* YOUR INSTRUCTIONS: There is one span to output from the data below: the lines starting at the line with "Query: flat roof surface" and ending at the line with "Query: hazy sky". Output it exactly, ends included, nothing more.
##############################
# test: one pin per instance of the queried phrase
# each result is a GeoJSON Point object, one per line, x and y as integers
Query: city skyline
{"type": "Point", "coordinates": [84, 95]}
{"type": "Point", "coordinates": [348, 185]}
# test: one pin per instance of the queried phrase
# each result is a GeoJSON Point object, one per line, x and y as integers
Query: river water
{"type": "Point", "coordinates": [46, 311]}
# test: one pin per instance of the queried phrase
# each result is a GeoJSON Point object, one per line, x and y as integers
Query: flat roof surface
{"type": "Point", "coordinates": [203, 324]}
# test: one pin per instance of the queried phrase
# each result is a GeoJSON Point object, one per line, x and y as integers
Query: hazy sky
##############################
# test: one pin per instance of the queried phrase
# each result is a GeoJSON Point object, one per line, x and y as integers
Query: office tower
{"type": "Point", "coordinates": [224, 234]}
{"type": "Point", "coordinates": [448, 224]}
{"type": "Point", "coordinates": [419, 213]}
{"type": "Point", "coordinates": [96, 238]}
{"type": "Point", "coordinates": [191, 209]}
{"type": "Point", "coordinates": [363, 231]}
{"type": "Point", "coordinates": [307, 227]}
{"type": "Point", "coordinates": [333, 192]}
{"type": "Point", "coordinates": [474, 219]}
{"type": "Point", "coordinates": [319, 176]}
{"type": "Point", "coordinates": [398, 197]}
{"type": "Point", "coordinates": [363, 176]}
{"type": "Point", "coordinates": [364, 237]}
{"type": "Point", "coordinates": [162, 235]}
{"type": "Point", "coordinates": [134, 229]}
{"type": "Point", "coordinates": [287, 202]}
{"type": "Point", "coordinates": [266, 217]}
##############################
* ANSWER TO THIS TASK:
Query: flat roof surface
{"type": "Point", "coordinates": [203, 324]}
# test: one pin per instance of the queried phrase
# each result is a GeoJSON Point object, one per line, x and y as integers
Query: hazy sky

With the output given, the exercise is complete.